| Quoted passage |
BEGIN
I thought this article was interesting because it was all for the selfie culture, but not a specific type, the "no make up selfie," that rose up in the idea of something good. Many people have been involved with the "no make up selfie" trend, and I'm sure many people thought that their pictures were for a good cause. It's also insightful to listen to the other side of the idea, critiquing your activism.
In an example to show that selfies can be a bad thing, blogger and artist Lindsay Bottos decided to critique selfie culture and the online harassments she got because of the photos in the project Anonymous. Bottos recreated the original images that the harassing comments were addressing. She said comments would include threats of rape or violence, as well as many other cruel words and phrases about her.
Bottos intent was to "demonstrate the cruelness of the comments while exposing and examining this phenomenon." These photos are so shocking, yet they are the reality of today's hateful anonymous generation. Kids and teenagers hide behind the computer screen to dominate someone else's self worth- they do this by finding something hurtful to say about the victim's "self-portrait." These comments can be very damaging to some of the receivers.
A journalist, Lauren Slavin, argues that selfies are bad because women and girls become objects in their portrayal in them. What started as a photo of the cleavage of a University of Kansas fan, became a wide phenomenon. Many cheering fans took photos of their cleavage in support of their college football team. Slavin questions their actions, commenting on their attention towards their breasts instead of their faces. Also, by "photographically cutting off their heads, women become manniquins for displaying a shirt and their breasts. And what are mannequins? Objects." Slavin argues that these selfies create a world of objectification.
Selfies can be a good thing because they make you less insecure by forcing you to become comfortable in your own skin. They are breaking down the barriers of what makes people beautiful- many people of all shapes, sizes, races, gender roles and social class are taking selfies. People like to document a good hair day or an outfit you love. Emily Cook, a 22 year old Instagram user, says that selfies give off a feel good vibe, "As vain as it may be, you know that if you're not feeling great, there's someone who will "like" your picture and tell you're pretty."
In a culture that reminds girls they are conceited or "thinks she's all that" because they show pride, selfies show the empowerment of pride. And people end up "liking" the photo in a way to agree with the girl. I think selfies are a good thing, agreeing with author of The Curse of the Good Girl: Raising Authentic Girls With Courage and Confidence, Rachel Simmons. Simmons says that selfies are a "tiny burst of girl pride."






I, personally, am a huge fan of selfies. I believe that selfies allow girls to actually feel good about their appearance instead of hating their bodies, as tends to to be the norm. One problem I do have with selfies is the need the poster feels for positive feedback. Many girls will delete selfies if they do not got enough likes or comments. I think that if a girl is confident enough to post a selfie, she should also feel confident enough to keep it up, no matter how many people like or comment on it.
END
| Tasks to complete |
1. In the selfie essay, what is the name of Lindsay Bottos's project?
2. Condense the paragraph of the selfie essay that begins "A journalist, Lauren Slavin, argues" while keeping its main facts.
The records that come after this essay aren't needed here.

| Material shown |
BEGIN
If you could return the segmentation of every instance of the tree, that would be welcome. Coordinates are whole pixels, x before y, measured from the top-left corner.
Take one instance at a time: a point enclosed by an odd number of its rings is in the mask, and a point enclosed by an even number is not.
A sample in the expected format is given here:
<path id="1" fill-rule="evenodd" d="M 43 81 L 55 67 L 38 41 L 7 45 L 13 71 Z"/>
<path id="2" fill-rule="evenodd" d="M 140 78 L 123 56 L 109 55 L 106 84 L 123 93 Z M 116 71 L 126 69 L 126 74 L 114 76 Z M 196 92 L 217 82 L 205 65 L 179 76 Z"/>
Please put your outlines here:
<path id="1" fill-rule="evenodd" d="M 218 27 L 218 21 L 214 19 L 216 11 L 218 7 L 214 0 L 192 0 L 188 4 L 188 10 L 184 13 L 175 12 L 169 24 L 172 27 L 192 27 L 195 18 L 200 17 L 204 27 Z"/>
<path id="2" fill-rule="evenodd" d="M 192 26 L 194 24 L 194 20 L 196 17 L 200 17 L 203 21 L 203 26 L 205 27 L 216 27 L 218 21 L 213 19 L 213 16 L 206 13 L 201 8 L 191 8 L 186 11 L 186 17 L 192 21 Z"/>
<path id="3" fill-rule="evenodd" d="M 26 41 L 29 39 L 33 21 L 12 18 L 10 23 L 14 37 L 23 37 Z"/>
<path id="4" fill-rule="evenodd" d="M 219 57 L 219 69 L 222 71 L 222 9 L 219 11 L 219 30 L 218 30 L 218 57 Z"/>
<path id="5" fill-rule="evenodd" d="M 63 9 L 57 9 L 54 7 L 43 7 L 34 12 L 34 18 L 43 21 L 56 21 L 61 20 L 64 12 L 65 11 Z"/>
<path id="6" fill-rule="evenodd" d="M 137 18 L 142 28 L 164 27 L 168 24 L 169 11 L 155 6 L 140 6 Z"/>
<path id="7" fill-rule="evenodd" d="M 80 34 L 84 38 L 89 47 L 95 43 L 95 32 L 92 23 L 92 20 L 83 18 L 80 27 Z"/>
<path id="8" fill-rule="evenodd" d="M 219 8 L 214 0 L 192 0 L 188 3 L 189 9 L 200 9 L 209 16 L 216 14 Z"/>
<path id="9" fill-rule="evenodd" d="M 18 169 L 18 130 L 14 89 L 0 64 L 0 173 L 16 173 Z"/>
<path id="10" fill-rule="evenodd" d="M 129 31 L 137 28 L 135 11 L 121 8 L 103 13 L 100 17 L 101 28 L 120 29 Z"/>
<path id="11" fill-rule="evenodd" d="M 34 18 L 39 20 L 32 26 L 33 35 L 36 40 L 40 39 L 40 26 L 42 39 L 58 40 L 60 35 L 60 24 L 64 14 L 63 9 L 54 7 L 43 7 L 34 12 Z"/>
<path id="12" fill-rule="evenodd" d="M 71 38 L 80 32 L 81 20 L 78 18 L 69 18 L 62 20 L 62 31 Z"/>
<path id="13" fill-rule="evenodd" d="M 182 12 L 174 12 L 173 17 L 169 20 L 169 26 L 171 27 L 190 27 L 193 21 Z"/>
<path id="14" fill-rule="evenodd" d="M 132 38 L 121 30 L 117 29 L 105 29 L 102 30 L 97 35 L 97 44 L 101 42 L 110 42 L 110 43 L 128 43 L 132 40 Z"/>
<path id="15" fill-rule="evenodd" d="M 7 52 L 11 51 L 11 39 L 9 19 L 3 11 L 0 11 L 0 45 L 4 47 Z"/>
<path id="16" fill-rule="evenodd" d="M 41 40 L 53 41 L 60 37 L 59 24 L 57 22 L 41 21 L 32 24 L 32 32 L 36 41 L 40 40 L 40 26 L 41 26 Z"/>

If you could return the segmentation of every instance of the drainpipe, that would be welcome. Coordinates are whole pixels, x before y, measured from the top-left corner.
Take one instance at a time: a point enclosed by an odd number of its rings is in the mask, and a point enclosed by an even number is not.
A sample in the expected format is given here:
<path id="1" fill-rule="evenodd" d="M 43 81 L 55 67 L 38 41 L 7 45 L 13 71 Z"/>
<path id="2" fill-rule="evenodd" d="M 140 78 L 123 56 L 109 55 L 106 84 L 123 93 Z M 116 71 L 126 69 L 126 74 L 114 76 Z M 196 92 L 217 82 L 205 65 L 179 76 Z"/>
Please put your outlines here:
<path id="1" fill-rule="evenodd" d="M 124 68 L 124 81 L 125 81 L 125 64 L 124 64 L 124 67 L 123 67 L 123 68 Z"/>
END
| Task responses |
1. Anonymous

2. Journalist Lauren Slavin argues that selfies turn women and girls into objects. She points to a trend that began with a photo of a University of Kansas fan's cleavage. It grew as many fans photographed their cleavage to support their college football team. Slavin criticizes the focus on breasts rather than faces. She says that cropping off their heads makes women mannequins for displaying a shirt and their breasts, which makes them objects. In her view, these selfies create a world of objectification.